» **Task input**:

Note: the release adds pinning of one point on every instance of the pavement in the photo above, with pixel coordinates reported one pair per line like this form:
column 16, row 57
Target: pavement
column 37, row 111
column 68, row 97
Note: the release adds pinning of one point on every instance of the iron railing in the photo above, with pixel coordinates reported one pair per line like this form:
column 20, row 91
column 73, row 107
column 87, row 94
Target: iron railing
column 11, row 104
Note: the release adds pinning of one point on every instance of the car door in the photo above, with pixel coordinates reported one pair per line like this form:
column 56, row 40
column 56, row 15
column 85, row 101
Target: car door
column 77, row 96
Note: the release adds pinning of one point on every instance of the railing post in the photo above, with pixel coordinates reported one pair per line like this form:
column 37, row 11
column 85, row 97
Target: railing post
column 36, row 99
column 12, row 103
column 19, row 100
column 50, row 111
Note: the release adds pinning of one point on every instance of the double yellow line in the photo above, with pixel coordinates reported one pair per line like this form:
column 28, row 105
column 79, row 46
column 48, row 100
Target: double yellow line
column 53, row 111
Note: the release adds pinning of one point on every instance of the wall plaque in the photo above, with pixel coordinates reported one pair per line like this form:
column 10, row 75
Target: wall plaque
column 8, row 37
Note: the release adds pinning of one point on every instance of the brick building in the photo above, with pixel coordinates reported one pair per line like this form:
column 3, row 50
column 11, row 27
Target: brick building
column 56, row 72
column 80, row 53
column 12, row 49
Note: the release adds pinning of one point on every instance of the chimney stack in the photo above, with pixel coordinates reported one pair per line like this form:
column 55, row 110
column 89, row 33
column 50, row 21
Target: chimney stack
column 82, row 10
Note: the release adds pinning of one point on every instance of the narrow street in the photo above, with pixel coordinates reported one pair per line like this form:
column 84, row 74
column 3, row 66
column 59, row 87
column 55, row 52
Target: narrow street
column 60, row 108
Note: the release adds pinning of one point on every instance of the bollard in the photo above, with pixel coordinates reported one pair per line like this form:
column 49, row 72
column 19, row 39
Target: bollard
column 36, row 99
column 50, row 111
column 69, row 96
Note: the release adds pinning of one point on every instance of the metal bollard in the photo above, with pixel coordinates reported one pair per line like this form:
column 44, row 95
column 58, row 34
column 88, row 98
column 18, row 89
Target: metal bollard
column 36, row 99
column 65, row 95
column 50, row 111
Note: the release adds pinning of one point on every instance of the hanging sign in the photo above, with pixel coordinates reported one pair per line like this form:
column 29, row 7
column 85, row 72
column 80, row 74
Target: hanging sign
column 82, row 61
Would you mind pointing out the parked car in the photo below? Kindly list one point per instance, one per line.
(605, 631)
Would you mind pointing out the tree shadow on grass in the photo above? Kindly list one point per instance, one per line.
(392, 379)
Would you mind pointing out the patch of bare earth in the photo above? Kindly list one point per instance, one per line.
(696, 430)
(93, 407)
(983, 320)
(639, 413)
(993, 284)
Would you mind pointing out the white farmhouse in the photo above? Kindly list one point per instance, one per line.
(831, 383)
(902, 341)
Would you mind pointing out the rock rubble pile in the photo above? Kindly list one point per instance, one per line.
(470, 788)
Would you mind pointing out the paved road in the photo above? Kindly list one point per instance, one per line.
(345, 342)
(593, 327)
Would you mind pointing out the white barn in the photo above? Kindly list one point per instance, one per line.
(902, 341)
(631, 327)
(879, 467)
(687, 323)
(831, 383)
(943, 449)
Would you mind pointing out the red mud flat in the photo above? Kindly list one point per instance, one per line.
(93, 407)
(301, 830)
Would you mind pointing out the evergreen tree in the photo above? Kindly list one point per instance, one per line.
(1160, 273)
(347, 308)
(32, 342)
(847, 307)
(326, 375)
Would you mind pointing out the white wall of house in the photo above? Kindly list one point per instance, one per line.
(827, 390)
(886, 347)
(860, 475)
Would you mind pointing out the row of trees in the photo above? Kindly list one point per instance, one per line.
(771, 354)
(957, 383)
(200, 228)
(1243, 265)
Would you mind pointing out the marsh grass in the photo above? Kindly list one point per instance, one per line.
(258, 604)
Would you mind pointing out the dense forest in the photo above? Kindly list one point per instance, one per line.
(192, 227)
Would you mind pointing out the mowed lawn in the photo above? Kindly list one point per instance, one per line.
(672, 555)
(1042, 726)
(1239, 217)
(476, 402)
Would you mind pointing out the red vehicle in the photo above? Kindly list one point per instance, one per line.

» **Goal of the exercise**:
Copy out the whole listing above word for word, keeping every line as it appears.

» **Solution below**:
Note: the release adds pinning of one point on every instance of the pavement in the photo above, with pixel coordinates reported one pair per line like this form:
column 16, row 57
Target: pavement
column 37, row 111
column 68, row 97
Note: the release adds pinning of one point on every instance of the iron railing in the photo above, with pixel coordinates reported one pair per line like this form:
column 20, row 91
column 73, row 107
column 87, row 94
Target: iron railing
column 11, row 104
Note: the release adds pinning of one point on every instance of the car door in the photo above, with pixel coordinates reported one pair per line like this form:
column 56, row 40
column 56, row 15
column 85, row 101
Target: car door
column 77, row 96
Note: the release adds pinning of one point on every instance of the railing post in the photo above, with pixel coordinates reported one pair per line like this form:
column 37, row 11
column 85, row 97
Target: railing post
column 36, row 99
column 12, row 103
column 19, row 100
column 50, row 111
Note: the release adds pinning of one point on every instance of the double yellow line in the photo above, with pixel coordinates reported one pair per line like this form:
column 28, row 105
column 79, row 46
column 48, row 100
Target: double yellow line
column 53, row 111
Note: the release adds pinning of one point on every instance of the wall plaque in the photo above, with pixel coordinates reported one pair per line like this form:
column 10, row 75
Target: wall plaque
column 8, row 37
Note: the release adds pinning of one point on every instance of the brick building in the photo above, with pixel coordinates reported one pair per line like this form:
column 3, row 50
column 11, row 27
Target: brick building
column 56, row 72
column 80, row 53
column 12, row 49
Note: the release adds pinning of one point on every instance of the chimney stack in the photo above, with pixel coordinates reported one pair per line like this form:
column 55, row 110
column 89, row 33
column 50, row 21
Target: chimney stack
column 82, row 10
Note: the release adds pinning of one point on every instance of the narrow street in the photo above, with pixel coordinates reported one pair per line like this form:
column 84, row 74
column 3, row 66
column 59, row 87
column 55, row 52
Target: narrow street
column 60, row 108
Note: the release adds pinning of one point on every instance of the bollard in the photo above, with pixel coordinates reported one pair per line like this form:
column 49, row 72
column 19, row 39
Target: bollard
column 36, row 99
column 50, row 111
column 69, row 96
Note: the release adds pinning of one point on every instance of the metal bollard in the photo above, with pixel coordinates reported one pair per line like this form:
column 44, row 95
column 58, row 34
column 88, row 98
column 18, row 89
Target: metal bollard
column 36, row 99
column 65, row 95
column 50, row 111
Note: the release adds pinning of one point on every instance of the hanging sign in the photo above, with pixel coordinates reported one pair per line like this form:
column 29, row 7
column 85, row 72
column 80, row 74
Target: hanging sign
column 82, row 61
Would you mind pointing out the parked car in the photo below? Kindly list one point per instance, one per line.
(605, 631)
Would you mind pointing out the tree shadow on grass in the photo above? Kindly list one point per instance, one per line.
(392, 379)
Would you mind pointing out the patch of bare earth in the photo above? Kindly list one point per instance, one per line.
(696, 430)
(93, 407)
(983, 320)
(639, 413)
(993, 284)
Would you mind pointing out the white farmhouse in the photo above? Kindly list one point per instance, one per line.
(831, 383)
(902, 341)
Would you mind pointing out the rock rubble pile in the photo above? Kindly list one point per instance, one per line.
(470, 788)
Would you mind pointing out the paved road in the photo above? Kindly list one point per instance, one per line.
(345, 342)
(593, 327)
Would you mind pointing out the white barn in the photo above? Kindly list one point per instance, one per line.
(902, 341)
(631, 327)
(879, 467)
(687, 323)
(831, 383)
(943, 449)
Would you mind pointing out the red mud flat in the photo above? Kindly list one point per instance, one per line.
(93, 407)
(301, 830)
Would you mind pointing out the evergreen tree in the photo above? Kindly list one point per instance, one per line.
(1160, 273)
(347, 308)
(32, 342)
(847, 307)
(326, 375)
Would you mind pointing out the white wall of house in the photo above? Kindly list one point per instance, one per line.
(827, 390)
(886, 347)
(860, 475)
Would you mind pointing out the row of trees in the photo above? Kindly list one point per instance, one per line.
(771, 354)
(957, 383)
(200, 228)
(1243, 265)
Would you mind pointing out the marsh grass in the photo above? Kindly list one point per instance, one per line.
(258, 604)
Would you mind pointing out the dense forest in the photo above? Kindly list one point per instance, one per line.
(192, 227)
Would you mind pointing out the mowed lawn in the photo above? Kindly list one point per instance, one per line.
(672, 555)
(1042, 726)
(1239, 217)
(476, 402)
Would you mind pointing out the red vehicle in the photo above? Kindly list one point per instance, one per line.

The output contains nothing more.